A faithful transcription of all the data is required.

----------------------------------------

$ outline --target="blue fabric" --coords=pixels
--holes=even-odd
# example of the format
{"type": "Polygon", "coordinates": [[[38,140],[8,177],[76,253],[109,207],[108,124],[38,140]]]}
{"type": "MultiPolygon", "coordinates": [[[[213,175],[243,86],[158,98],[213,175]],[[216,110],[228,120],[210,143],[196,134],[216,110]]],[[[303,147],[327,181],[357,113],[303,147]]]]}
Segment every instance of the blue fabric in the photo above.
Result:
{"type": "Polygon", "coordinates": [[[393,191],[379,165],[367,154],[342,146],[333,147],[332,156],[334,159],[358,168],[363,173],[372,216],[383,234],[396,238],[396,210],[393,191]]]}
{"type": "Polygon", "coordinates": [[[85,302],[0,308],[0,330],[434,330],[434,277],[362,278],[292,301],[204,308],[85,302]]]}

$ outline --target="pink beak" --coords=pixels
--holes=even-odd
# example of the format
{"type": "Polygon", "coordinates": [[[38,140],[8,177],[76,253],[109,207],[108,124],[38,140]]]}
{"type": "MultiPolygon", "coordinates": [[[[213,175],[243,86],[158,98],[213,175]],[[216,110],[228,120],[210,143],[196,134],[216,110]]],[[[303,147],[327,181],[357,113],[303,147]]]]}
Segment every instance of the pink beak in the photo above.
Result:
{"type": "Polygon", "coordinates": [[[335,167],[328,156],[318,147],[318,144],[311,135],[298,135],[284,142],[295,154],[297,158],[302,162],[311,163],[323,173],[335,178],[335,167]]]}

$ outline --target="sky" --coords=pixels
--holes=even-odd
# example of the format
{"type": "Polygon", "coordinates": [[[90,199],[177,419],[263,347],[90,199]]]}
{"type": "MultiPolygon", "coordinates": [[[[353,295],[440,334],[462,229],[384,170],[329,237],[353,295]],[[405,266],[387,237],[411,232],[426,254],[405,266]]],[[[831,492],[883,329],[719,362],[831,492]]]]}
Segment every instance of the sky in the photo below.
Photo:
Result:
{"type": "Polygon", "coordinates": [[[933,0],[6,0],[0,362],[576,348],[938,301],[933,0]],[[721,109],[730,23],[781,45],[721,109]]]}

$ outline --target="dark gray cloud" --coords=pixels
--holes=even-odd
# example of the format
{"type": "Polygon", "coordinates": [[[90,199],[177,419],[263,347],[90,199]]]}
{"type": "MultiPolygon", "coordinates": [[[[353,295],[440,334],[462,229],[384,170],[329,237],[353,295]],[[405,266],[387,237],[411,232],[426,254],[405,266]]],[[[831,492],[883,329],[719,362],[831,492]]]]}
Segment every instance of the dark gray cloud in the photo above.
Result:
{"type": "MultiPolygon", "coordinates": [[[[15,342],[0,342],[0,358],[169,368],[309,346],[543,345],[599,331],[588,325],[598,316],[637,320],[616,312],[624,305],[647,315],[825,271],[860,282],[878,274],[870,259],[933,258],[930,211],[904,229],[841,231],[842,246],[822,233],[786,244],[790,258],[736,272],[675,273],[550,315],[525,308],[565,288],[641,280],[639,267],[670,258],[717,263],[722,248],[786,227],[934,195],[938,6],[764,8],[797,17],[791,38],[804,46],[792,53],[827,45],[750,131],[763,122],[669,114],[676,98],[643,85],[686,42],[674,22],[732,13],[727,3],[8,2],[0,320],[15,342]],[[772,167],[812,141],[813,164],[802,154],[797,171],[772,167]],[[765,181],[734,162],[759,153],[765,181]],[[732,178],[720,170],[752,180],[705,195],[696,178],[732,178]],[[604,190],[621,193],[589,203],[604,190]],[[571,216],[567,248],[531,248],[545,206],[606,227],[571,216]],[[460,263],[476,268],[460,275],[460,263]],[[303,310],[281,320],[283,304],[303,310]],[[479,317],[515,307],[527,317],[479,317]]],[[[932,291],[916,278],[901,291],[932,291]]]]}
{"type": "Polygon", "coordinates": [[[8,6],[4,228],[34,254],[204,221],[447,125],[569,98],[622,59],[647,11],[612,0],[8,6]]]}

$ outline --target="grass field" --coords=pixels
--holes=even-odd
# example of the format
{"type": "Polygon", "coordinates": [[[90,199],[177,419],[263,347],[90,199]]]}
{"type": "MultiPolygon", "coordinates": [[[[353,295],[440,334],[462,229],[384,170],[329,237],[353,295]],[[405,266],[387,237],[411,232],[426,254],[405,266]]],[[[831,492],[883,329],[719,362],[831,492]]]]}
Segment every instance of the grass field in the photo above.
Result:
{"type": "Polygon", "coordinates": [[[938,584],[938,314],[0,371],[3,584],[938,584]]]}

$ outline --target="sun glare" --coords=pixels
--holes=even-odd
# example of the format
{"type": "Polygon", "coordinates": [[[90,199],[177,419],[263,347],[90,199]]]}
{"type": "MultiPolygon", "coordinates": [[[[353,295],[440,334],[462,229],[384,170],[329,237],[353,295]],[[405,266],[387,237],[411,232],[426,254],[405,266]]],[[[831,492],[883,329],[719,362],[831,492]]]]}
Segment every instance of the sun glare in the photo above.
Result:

----------------------------------------

### THE REPLY
$ outline --target="blue fabric" --coords=pixels
--holes=even-odd
# example of the format
{"type": "Polygon", "coordinates": [[[38,140],[8,177],[76,253],[109,207],[108,124],[38,140]]]}
{"type": "MultiPolygon", "coordinates": [[[[213,175],[243,86],[158,98],[213,175]],[[216,110],[228,120],[210,143],[196,134],[216,110]]],[[[303,147],[327,181],[357,113],[303,147]]]]}
Segment every instance of the blue fabric in the photo above.
Result:
{"type": "Polygon", "coordinates": [[[393,191],[379,165],[367,154],[342,146],[333,147],[332,156],[334,159],[358,168],[363,173],[372,216],[383,234],[396,238],[396,210],[393,191]]]}
{"type": "Polygon", "coordinates": [[[85,302],[0,308],[0,330],[434,330],[434,277],[362,278],[292,301],[204,308],[85,302]]]}

$ outline --target="pink beak" --coords=pixels
--holes=even-odd
# example of the format
{"type": "Polygon", "coordinates": [[[38,140],[8,177],[76,253],[109,207],[108,124],[38,140]]]}
{"type": "MultiPolygon", "coordinates": [[[[213,175],[243,86],[158,98],[213,175]],[[216,110],[228,120],[210,143],[196,134],[216,110]]],[[[303,147],[327,181],[357,113],[303,147]]]]}
Segment every instance of the pink beak in the photo above.
Result:
{"type": "Polygon", "coordinates": [[[335,167],[328,156],[318,147],[318,144],[311,135],[298,135],[284,142],[295,154],[297,158],[302,162],[311,163],[323,173],[335,178],[335,167]]]}

$ outline --target="sky" --coords=pixels
--holes=even-odd
# example of the format
{"type": "Polygon", "coordinates": [[[90,199],[177,419],[263,347],[90,199]]]}
{"type": "MultiPolygon", "coordinates": [[[[353,295],[440,334],[462,229],[384,170],[329,237],[353,295]],[[405,266],[387,237],[411,232],[426,254],[405,266]]],[[[831,492],[883,329],[719,362],[831,492]]]]}
Segment every instance of the sky in the photo below.
Photo:
Result:
{"type": "Polygon", "coordinates": [[[933,0],[6,0],[0,362],[576,348],[938,301],[933,0]],[[721,109],[730,23],[781,45],[721,109]]]}

$ outline --target="dark gray cloud" --coords=pixels
--holes=even-odd
# example of the format
{"type": "Polygon", "coordinates": [[[90,199],[177,419],[263,347],[90,199]]]}
{"type": "MultiPolygon", "coordinates": [[[[353,295],[440,334],[462,229],[384,170],[329,237],[353,295]],[[405,266],[387,237],[411,232],[426,254],[405,266]]],[[[831,492],[883,329],[719,362],[831,492]]]]}
Segment every instance of the dark gray cloud in the photo above.
Result:
{"type": "MultiPolygon", "coordinates": [[[[15,342],[0,342],[0,358],[169,368],[309,346],[543,345],[599,331],[588,325],[598,316],[637,320],[616,312],[624,305],[647,315],[825,271],[860,282],[878,274],[870,259],[933,258],[930,211],[904,229],[841,231],[842,246],[822,233],[786,244],[790,258],[736,272],[675,273],[550,315],[525,308],[565,288],[641,280],[639,267],[670,258],[717,263],[722,248],[786,227],[934,195],[938,6],[764,8],[797,17],[791,38],[804,46],[792,53],[827,45],[750,131],[763,122],[669,114],[676,98],[643,85],[686,42],[674,22],[732,13],[727,3],[8,2],[0,320],[15,342]],[[772,167],[812,141],[813,164],[802,154],[797,171],[772,167]],[[765,181],[734,162],[759,153],[765,181]],[[732,178],[720,170],[752,180],[705,195],[696,178],[732,178]],[[604,190],[621,193],[589,203],[604,190]],[[571,216],[567,248],[531,248],[545,206],[606,227],[571,216]],[[460,263],[476,268],[460,275],[460,263]],[[303,310],[281,320],[283,304],[303,310]],[[479,317],[515,307],[527,317],[479,317]]],[[[932,291],[916,278],[901,291],[932,291]]]]}
{"type": "Polygon", "coordinates": [[[8,6],[4,228],[34,254],[204,221],[447,125],[569,98],[622,59],[647,11],[612,0],[8,6]]]}

$ outline --target="grass field" --coords=pixels
--holes=even-odd
# example of the format
{"type": "Polygon", "coordinates": [[[90,199],[177,419],[263,347],[90,199]]]}
{"type": "MultiPolygon", "coordinates": [[[[353,295],[440,334],[462,229],[384,170],[329,237],[353,295]],[[405,266],[387,237],[411,232],[426,254],[405,266]]],[[[831,492],[883,329],[719,362],[831,492]]]]}
Segment every instance of the grass field in the photo above.
Result:
{"type": "Polygon", "coordinates": [[[938,584],[938,314],[0,371],[3,584],[938,584]]]}

$ outline --target="sun glare" --coords=pixels
--holes=even-odd
# example of the format
{"type": "Polygon", "coordinates": [[[90,199],[177,419],[263,347],[90,199]]]}
{"type": "MultiPolygon", "coordinates": [[[[353,295],[440,334],[462,229],[384,170],[329,237],[353,295]],[[405,266],[387,237],[411,232],[426,254],[405,266]]],[[[831,492],[883,329],[719,362],[831,492]]]]}
Segment every instance of the sun glare in the photo above.
Result:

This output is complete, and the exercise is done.